# Tekst document:
__________________________________________________

3.8.26. Jezus veroordeeld
"Vanaf dat moment wilde Pilatus hem vrijlaten..." (Johannes
19:12, NBV2004)
Pilatus geeft toe - Jezus toch schuldig verklaard
De Joodse leiders gingen nu hun laatste troef uitspelen om Pilatus min of
meer te dwingen Jezus te kruisigen. Ze speelden het koningschap van Jezus uit
tegen het gezag van de Romeinse keizer en ze riepen:
"... Als u die man vrijlaat bent u geen vriend van de keizer, want
iedereen die zichzelf tot koning uitroept pleegt verzet tegen de keizer."
(Johannes 19:12, NBV2004)
Die opmerking kwam hard aan bij Pilatus! De Joodse leiders wisten dat Pilatus
de status 'vriend van de keizer' had. Dat was te zien aan de bijbehorende ring
om zijn vinger die hij van keizer Tiberius had gekregen.
"Pilatus hoorde dat, liet Jezus naar buiten brengen en nam
plaats op de rechterstoel op het zogeheten Mozaïekterras, in het Hebreeuws
Gabbata. Het was rond het middaguur op de voorbereidingsdag van Pesach. Pilatus
zei tegen de Joden: 'Hier is hij, uw koning.' Meteen schreeuwden ze: 'Weg met hem, aan het kruis met
hem!' Pilatus vroeg: 'Moet ik uw koning kruisigen?' Maar de hogepriesters
antwoordden: 'Wij hebben geen andere koning dan de keizer!' " (Johannes
19:14-15, NBV2004)
Nog nooit waren de Joden zo loyaal aan de Romeinse keizer geweest. Hun haat
tegenover Jezus oversteeg zelfs hun afkeer van de Romeinse bezetters.
God was immers hun koning. De uitspraak van de Joden hield tegelijk een verborgen
dreiging in. Als Jezus niet veroordeeld zou worden, zouden de Joodse leiders een brief naar Rome sturen, met als mogelijk resultaat het einde van
Pilatus als prefect en waarschijnlijk ook verbanning. Iedereen zou Pilatus voor gek verklaren
als hij zijn carrière zou verspelen om een Joodse gevangene! Pilatus gaf zich
gewonnen, hij zou Jezus laten kruisigen. Elke andere Romeinse overheerser zou
hetzelfde gedaan hebben. Het is dus niet eerlijk om Pilatus een slap figuur te
noemen doordat hij toegaf aan de eisen van de Joden.

__________________________________________________

# Gegevensdeel:
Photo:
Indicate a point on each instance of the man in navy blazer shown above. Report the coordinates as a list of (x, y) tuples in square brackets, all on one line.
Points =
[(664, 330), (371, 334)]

__________________________________________________

# Gegeven opdracht:
Vat de tekst over de veroordeling van Jezus alstublieft samen in twee zinnen. Het materiaal staat los van de tekst.

# Uitkomst opdracht:
De Joodse leiders zetten Pilatus onder druk door te roepen dat hij geen vriend van de keizer is als hij Jezus vrijlaat, en de hogepriesters verklaarden geen andere koning te hebben dan de keizer. Omdat de leiders anders een brief naar Rome konden sturen, met mogelijk het einde van zijn positie als prefect, gaf Pilatus toe en liet hij Jezus kruisigen, zoals elke andere Romeinse overheerser volgens de tekst ook gedaan zou hebben.